Your tasks:
a) Print the part of the mailing list post that opens with the words containing "Subject: Re: [OMPI" and closes with "me for it).", copied word for word.
b) In the rows, replace "photo" with "image" throughout the part that opens with the line containing "I'd appreciate your help finding the clear" and closes with the line containing "[86,45,92,54]". Return only those lines, with everything else left unchanged.

Selected text:
^^^^^^^^
Open MPI logo

Open MPI Development Mailing List Archives

  |   Home   |   Support   |   FAQ   |   all Development mailing list

Subject: Re: [OMPI devel] [OMPI svn] svn:open-mpi r31577 - trunk/ompi/mca/rte/base
From: Ralph Castain (rhc_at_[hidden])
Date: 2014-05-01 00:31:35


A somewhat simpler solution (since we do use the jobid and vpid in various places) might be to just define an OMPI_PROCESS_NAME_T data type in the rte.h files for each rte, and then let opal_dstore simply store and retrieve that type. Problem solved - except you still need to have a jobid and vpid defined in a struct format in the result, or else we are back to providing accessors - which I remind everyone was rejected by this community years ago when it was implemented in the 1.2 series (you all yelled at me for it).
^^^^^^^^
Task input:
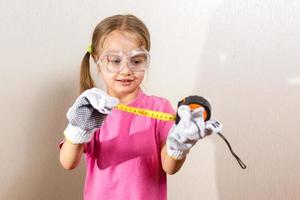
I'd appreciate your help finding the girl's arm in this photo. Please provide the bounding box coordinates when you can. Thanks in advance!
[161,143,186,175]
[59,140,84,170]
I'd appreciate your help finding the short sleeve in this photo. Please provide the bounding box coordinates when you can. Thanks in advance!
[58,129,99,154]
[157,100,176,143]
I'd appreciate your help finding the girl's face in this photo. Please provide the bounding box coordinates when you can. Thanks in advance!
[96,31,145,98]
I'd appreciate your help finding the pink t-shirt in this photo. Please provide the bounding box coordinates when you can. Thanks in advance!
[59,90,175,200]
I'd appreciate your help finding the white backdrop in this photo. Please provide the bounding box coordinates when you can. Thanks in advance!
[0,0,300,200]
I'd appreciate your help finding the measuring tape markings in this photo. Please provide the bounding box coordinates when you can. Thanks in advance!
[116,104,176,121]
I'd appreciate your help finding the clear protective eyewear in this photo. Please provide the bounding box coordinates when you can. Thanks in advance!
[97,49,150,72]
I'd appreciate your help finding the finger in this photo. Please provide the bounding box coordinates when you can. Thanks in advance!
[177,105,191,119]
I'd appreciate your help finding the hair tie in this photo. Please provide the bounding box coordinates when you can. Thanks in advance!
[86,45,92,54]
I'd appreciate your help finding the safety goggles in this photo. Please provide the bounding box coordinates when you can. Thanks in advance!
[97,48,150,73]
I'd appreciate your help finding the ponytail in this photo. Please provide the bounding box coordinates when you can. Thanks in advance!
[80,52,95,93]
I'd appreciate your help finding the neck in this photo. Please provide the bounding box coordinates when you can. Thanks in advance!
[107,88,140,105]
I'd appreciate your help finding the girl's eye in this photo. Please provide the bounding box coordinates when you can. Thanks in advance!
[132,59,144,65]
[107,56,121,64]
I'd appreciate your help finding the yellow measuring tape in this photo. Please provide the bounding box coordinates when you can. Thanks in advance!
[116,104,176,121]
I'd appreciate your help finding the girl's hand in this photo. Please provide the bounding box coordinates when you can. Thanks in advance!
[64,88,119,144]
[166,105,216,159]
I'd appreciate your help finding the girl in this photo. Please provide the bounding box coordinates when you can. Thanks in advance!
[60,15,220,200]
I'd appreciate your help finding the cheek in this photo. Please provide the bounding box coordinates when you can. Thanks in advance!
[135,72,145,82]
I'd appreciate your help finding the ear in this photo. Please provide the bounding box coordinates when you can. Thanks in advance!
[91,54,99,64]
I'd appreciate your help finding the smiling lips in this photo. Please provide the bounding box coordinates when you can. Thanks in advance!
[117,79,133,86]
[117,79,133,82]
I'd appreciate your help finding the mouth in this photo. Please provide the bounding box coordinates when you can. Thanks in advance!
[117,79,133,83]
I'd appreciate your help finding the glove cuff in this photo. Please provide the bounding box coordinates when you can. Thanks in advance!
[64,124,93,144]
[166,141,189,160]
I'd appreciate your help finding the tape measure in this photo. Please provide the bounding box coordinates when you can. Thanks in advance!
[116,96,211,124]
[116,104,176,121]
[116,96,246,169]
[176,95,211,124]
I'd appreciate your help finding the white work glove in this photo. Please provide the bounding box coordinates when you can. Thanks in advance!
[64,88,119,144]
[166,105,222,160]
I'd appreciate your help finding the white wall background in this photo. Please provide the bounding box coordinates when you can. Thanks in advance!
[0,0,300,200]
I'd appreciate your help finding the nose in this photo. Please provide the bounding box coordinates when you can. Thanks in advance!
[120,62,133,76]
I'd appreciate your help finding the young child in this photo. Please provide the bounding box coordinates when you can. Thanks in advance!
[60,15,223,200]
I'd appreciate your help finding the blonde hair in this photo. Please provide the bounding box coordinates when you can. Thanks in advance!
[80,14,150,93]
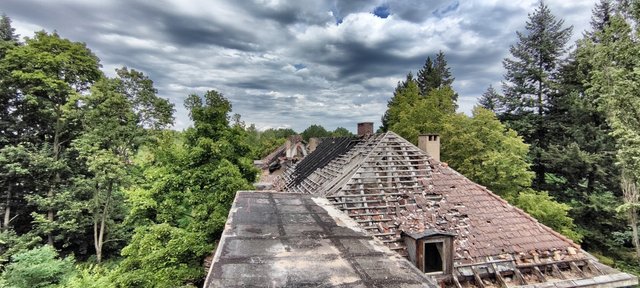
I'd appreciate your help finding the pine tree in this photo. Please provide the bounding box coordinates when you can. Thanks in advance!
[417,51,457,96]
[0,14,19,42]
[500,2,572,188]
[380,72,416,132]
[478,85,502,113]
[585,0,614,42]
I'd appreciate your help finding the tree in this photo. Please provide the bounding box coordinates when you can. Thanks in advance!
[584,9,640,256]
[380,72,419,132]
[0,144,58,232]
[478,85,503,113]
[387,81,455,143]
[416,51,458,96]
[331,127,354,137]
[584,0,615,42]
[499,1,572,187]
[440,107,533,199]
[0,245,73,288]
[0,31,102,244]
[0,14,19,42]
[301,124,331,140]
[116,91,258,287]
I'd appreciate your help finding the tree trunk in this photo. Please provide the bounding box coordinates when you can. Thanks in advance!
[534,56,545,189]
[620,176,640,259]
[47,113,62,246]
[93,183,113,263]
[2,185,12,231]
[629,208,640,259]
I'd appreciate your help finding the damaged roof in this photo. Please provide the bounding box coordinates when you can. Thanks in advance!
[205,191,437,287]
[274,132,637,286]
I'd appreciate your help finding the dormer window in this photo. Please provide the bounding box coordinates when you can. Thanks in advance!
[402,230,455,275]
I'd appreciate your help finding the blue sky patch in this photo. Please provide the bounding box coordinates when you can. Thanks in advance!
[373,5,391,19]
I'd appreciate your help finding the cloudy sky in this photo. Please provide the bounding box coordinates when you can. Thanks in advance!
[0,0,594,132]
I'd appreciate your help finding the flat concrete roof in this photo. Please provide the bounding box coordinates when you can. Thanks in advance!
[205,191,437,287]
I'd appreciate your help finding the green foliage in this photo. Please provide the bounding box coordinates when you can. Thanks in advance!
[2,245,73,288]
[300,124,331,141]
[246,124,298,159]
[64,264,118,288]
[117,91,257,287]
[502,1,572,189]
[0,229,42,268]
[514,191,582,242]
[387,83,455,143]
[112,223,208,287]
[478,85,504,113]
[331,127,355,137]
[441,107,533,199]
[416,51,458,103]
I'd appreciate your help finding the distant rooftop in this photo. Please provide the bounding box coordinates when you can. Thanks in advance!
[205,191,437,287]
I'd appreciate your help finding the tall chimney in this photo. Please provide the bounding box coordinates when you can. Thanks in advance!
[418,134,440,162]
[358,122,373,137]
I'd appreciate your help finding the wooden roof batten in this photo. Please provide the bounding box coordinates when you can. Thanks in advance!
[272,132,637,287]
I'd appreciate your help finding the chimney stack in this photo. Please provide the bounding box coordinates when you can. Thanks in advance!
[358,122,373,137]
[418,134,440,162]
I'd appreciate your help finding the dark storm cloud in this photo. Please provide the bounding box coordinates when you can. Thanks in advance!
[0,0,593,131]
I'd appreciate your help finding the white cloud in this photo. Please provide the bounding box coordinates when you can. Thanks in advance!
[3,0,594,131]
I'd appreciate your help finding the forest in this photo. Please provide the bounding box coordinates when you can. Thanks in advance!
[0,0,640,287]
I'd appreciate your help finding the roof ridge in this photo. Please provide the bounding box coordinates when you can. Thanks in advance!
[324,132,389,197]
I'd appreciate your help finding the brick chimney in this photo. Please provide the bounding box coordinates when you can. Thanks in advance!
[418,134,440,162]
[358,122,373,137]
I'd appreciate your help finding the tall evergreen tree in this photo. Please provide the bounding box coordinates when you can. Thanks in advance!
[0,14,19,42]
[380,72,416,132]
[478,85,503,114]
[500,1,572,188]
[416,51,458,101]
[585,0,615,42]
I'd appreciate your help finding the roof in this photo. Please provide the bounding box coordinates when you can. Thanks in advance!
[402,229,457,239]
[274,132,637,283]
[205,191,436,287]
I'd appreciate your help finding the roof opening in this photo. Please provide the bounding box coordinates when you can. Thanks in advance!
[424,241,444,273]
[402,230,455,275]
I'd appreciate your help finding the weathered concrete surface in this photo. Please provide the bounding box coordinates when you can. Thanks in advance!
[205,191,436,287]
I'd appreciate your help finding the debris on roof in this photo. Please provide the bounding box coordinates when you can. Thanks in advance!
[273,132,638,287]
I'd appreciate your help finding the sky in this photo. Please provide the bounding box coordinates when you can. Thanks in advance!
[0,0,595,132]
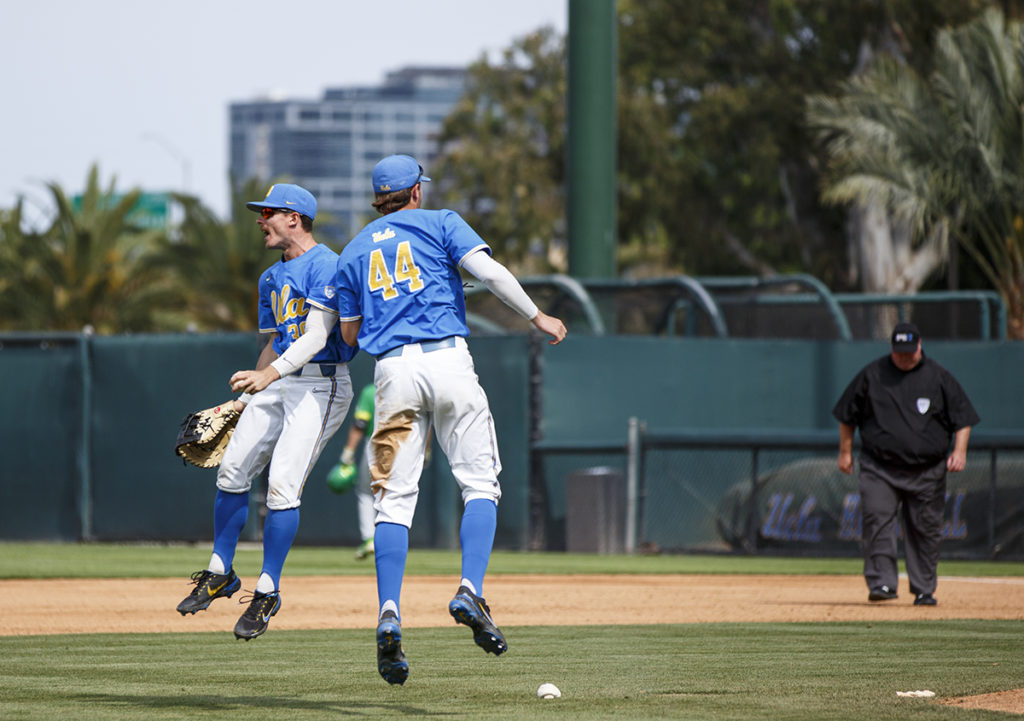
^^^^^^^^
Answers by task:
a)
Subject: Re: [OMPI devel] [OMPI svn] svn:open-mpi r31577 - trunk/ompi/mca/rte/base
From: Ralph Castain (rhc_at_[hidden])
Date: 2014-05-01 00:31:35


A somewhat simpler solution (since we do use the jobid and vpid in various places) might be to just define an OMPI_PROCESS_NAME_T data type in the rte.h files for each rte, and then let opal_dstore simply store and retrieve that type. Problem solved - except you still need to have a jobid and vpid defined in a struct format in the result, or else we are back to providing accessors - which I remind everyone was rejected by this community years ago when it was implemented in the 1.2 series (you all yelled at me for it).

b)
I'd appreciate your help finding the clear protective eyewear in this image. Please provide the bounding box coordinates when you can. Thanks in advance!
[97,49,150,72]
I'd appreciate your help finding the finger in this image. Please provide the bounding box coordinates when you can. Thanks in advance!
[177,105,191,119]
I'd appreciate your help finding the hair tie in this image. Please provide the bounding box coordinates when you can. Thanks in advance!
[86,45,92,54]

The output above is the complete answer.